PAGE EXTRACT:
====
We travelled from Oslo to Bergen, on Norway’s west coast, via the Norwegian State Railways (NSB) main line, with a diversion onto a branch line from Myrdal to Flåm and then down the fjord by express boat to Bergen. Our return was straight back on the Bergen-Oslo main line.
Our train for Bergen left Oslo’s main station at 0811. We had reserved seats, which seem to be essential for all long-distance travel in Norway -- our coach was almost filled with a large and enthusiastic tour group from Japan. The Bergen express was a train of six modern type 7 sealed coaches hauled by an rather older El16: the classic Norwegian look with reverse sloped front and bright yellow snowplow. (Roco has a very good model in Era 4 livery). The train also included one older series 3 BF12 baggage car in old dark red with yellow stripes - a very distinguished livery in its day (era 4) but now somewhat faded. On good advice we sat on the left hand side which is the better side for views most of the way. Surprisingly for those used to main lines in Europe, the line became single within a few kilometers of Oslo. (In much of mountainous Canada, single lines are the rule.) The line was sinuous almost from the outset and the views and engineering became steadily more impressive as we made our way through the mountains. The Norwegians love tunnels, so there were lots, but still ample opportunity to look out on both sides. The line goes above the treeline as it crosses the col of the mountains at Haugastøl and indeed several of the villages there, including our junction at Myrdal, are accessible only by rail or by off-road vehicle. This section of line has magnificent views of lakes, glaciers and rocks--and a lot of snowsheds. After leaving the express at Myrdal at 1248, we boarded the Flåmsbana train: six green-liveried type 3 coaches with an El17 at each end. (We were also amused to note that the mainline platform at Myrdal is numbered 1 & 2, while the only other platform, for the Flåmsbana, was number 11.)
====
(Object detection data)
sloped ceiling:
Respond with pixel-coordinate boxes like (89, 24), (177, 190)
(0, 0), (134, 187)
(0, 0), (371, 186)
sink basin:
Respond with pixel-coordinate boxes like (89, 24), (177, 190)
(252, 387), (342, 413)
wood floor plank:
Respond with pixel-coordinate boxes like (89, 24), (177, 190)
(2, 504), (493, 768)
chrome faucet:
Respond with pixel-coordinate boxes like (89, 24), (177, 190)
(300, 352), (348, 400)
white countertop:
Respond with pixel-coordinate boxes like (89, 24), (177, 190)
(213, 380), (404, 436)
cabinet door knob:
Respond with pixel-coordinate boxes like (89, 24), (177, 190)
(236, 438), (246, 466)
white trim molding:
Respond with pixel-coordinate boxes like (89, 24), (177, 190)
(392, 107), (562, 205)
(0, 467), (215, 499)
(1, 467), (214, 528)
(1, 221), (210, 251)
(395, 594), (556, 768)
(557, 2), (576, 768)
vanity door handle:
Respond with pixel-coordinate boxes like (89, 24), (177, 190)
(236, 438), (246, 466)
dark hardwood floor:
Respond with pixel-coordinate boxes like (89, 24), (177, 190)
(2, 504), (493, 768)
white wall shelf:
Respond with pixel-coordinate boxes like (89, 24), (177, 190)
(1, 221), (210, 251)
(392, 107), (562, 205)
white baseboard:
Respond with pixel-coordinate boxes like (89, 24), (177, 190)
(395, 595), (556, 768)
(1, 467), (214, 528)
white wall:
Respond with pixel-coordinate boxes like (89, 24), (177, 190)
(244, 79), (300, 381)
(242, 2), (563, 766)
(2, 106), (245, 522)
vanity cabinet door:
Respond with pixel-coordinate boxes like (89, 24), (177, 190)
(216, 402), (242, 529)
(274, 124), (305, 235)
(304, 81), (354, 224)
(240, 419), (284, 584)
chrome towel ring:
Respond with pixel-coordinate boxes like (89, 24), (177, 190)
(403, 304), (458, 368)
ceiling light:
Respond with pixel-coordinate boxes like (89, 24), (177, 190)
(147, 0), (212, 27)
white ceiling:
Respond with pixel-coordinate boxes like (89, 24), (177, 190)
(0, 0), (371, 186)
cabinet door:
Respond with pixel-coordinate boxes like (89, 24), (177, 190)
====
DIRECTION A: Reproduce, word for word, the part of the Norwegian rail journey account that opens with the words containing "We travelled from" and closes with "Bergen-Oslo main line.".
DIRECTION B:
Answer these questions from the Norwegian rail journey account:
(i) At what time did the train for Bergen leave Oslo's main station?
(ii) What type of locomotive hauled the Bergen express?
(iii) What number was the Flåmsbana platform at Myrdal?

WORKED ANSWER A:
We travelled from Oslo to Bergen, on Norway’s west coast, via the Norwegian State Railways (NSB) main line, with a diversion onto a branch line from Myrdal to Flåm and then down the fjord by express boat to Bergen. Our return was straight back on the Bergen-Oslo main line.

WORKED ANSWER B:
(i) 0811
(ii) An El16
(iii) 11